*** SOURCE RECORDS Section Begins ***

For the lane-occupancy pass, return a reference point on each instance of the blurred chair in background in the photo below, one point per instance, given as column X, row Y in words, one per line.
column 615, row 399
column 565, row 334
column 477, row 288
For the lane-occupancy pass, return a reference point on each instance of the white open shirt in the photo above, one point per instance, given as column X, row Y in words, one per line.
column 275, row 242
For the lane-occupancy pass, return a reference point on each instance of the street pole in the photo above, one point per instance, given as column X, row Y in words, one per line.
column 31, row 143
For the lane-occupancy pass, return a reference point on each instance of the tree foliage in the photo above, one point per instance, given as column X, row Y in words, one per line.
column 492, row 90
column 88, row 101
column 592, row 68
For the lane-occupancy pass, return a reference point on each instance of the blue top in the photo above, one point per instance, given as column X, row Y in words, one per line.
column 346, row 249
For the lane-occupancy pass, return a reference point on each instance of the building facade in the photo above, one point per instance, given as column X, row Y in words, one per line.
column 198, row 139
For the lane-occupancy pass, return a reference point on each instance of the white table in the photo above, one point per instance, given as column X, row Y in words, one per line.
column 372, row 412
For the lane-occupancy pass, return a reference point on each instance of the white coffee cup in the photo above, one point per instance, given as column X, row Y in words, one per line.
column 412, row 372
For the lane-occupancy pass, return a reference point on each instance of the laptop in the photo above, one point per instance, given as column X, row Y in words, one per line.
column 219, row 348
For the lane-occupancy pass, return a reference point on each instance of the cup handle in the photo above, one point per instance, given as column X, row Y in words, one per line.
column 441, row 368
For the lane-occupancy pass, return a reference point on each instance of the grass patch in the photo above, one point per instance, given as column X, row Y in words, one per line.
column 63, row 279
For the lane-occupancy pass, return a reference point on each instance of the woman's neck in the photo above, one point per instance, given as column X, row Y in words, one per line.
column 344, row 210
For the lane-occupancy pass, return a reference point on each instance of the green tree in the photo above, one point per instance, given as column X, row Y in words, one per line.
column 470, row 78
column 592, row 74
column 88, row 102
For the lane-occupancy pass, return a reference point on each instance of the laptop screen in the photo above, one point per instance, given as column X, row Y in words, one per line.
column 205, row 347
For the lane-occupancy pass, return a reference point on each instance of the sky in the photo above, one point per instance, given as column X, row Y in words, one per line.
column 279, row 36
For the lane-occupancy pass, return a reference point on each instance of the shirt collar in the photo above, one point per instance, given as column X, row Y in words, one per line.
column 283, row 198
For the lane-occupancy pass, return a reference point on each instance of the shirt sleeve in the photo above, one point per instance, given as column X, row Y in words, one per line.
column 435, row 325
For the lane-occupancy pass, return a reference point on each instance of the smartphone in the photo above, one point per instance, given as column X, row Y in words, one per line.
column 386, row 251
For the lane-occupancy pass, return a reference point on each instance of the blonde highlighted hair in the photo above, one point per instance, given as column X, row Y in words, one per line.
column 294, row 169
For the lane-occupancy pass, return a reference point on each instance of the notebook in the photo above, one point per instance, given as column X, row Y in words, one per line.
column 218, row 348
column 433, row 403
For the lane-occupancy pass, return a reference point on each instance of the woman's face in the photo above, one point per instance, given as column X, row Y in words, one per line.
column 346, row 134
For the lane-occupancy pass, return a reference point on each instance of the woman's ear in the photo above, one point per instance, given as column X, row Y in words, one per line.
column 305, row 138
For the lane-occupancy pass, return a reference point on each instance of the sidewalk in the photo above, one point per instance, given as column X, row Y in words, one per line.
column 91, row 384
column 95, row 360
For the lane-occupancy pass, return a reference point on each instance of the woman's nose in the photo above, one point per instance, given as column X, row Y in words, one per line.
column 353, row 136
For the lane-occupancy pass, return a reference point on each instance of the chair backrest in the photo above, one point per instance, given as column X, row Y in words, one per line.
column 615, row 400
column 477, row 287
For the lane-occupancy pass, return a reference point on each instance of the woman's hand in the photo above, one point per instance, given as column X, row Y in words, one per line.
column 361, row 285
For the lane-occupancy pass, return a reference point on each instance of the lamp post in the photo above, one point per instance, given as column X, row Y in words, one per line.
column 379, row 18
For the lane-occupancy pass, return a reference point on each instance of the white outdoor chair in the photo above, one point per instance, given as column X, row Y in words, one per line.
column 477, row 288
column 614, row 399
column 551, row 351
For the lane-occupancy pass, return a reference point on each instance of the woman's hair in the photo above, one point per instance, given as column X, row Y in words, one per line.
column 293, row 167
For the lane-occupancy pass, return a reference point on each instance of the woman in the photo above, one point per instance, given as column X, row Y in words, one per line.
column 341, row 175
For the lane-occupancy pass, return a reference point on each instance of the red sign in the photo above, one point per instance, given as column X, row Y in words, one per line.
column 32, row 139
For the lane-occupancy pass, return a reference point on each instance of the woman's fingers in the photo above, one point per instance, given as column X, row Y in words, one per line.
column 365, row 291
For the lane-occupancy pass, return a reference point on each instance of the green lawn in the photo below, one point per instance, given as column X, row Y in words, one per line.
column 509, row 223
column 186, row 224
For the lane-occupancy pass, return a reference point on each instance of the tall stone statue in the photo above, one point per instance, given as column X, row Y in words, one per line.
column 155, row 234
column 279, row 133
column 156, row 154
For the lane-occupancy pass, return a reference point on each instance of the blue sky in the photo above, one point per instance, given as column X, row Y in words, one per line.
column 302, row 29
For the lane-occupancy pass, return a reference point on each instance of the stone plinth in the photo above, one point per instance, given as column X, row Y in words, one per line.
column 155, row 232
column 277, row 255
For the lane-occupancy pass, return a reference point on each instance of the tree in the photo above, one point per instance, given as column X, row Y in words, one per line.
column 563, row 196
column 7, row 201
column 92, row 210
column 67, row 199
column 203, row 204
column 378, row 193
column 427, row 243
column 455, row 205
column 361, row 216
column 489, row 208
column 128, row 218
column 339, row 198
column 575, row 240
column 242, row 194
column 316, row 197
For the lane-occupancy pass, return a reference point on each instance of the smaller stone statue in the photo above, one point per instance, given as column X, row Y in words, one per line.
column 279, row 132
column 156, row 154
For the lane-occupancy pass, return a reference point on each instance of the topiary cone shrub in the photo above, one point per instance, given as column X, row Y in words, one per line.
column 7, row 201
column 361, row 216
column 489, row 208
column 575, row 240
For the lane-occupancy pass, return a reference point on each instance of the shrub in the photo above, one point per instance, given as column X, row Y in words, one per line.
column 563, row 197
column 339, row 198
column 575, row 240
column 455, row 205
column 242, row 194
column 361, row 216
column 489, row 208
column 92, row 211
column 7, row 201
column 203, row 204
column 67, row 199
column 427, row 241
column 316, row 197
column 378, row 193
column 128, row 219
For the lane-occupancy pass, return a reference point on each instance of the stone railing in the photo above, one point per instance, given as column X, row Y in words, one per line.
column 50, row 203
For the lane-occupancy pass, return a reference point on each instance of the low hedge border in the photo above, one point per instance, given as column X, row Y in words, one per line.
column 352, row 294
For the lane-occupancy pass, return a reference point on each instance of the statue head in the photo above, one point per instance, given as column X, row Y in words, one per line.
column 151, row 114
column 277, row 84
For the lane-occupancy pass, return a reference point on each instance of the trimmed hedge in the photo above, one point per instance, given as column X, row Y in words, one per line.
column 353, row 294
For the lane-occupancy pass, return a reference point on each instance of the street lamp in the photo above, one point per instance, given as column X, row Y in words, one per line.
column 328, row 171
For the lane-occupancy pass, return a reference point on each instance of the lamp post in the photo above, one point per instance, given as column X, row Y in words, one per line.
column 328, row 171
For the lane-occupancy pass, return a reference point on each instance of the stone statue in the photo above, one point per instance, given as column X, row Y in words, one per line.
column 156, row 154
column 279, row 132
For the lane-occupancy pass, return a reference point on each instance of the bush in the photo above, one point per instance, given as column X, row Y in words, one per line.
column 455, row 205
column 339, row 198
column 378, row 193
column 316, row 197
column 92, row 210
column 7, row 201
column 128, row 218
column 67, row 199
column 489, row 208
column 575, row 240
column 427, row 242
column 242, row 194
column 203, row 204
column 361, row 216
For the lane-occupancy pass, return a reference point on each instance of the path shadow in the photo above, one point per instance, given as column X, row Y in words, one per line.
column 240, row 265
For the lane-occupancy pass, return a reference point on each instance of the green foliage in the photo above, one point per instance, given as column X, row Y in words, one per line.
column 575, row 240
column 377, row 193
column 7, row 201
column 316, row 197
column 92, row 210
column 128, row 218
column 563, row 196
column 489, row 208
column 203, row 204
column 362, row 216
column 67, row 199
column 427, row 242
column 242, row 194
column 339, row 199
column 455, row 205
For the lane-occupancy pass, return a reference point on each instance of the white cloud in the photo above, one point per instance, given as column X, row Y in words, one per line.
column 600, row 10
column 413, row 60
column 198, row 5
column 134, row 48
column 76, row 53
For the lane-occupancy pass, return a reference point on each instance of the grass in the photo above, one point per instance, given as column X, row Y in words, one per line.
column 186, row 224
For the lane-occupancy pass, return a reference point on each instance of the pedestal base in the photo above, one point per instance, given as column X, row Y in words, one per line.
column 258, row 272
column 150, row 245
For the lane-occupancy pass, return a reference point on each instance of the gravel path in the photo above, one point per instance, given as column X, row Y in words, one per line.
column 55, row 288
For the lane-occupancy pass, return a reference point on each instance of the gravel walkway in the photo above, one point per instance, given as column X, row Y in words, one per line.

*** SOURCE RECORDS Section Ends ***

- EXERCISE -
Transcribe exactly, starting at the line with "the grass in" and continuing through the last line of the data above; leave out all earlier lines.

- EXERCISE RESPONSE -
For the lane-occupancy pass, return a reference point on each instance of the grass in the photo above, one point per instance, given as column X, row Y in words, one per line.
column 186, row 224
For the lane-occupancy pass, return a reference point on each instance of the pedestal base in the photo above, one point per instance, given as column X, row Y in words, one per line.
column 258, row 272
column 150, row 245
For the lane-occupancy pass, return a reference point on each instance of the gravel path in the photo above, one point per instance, given as column X, row Y in words, one per line.
column 55, row 288
For the lane-occupancy pass, return a reference point on each instance of the gravel walkway in the photo above, one point per instance, given as column X, row Y in words, one per line.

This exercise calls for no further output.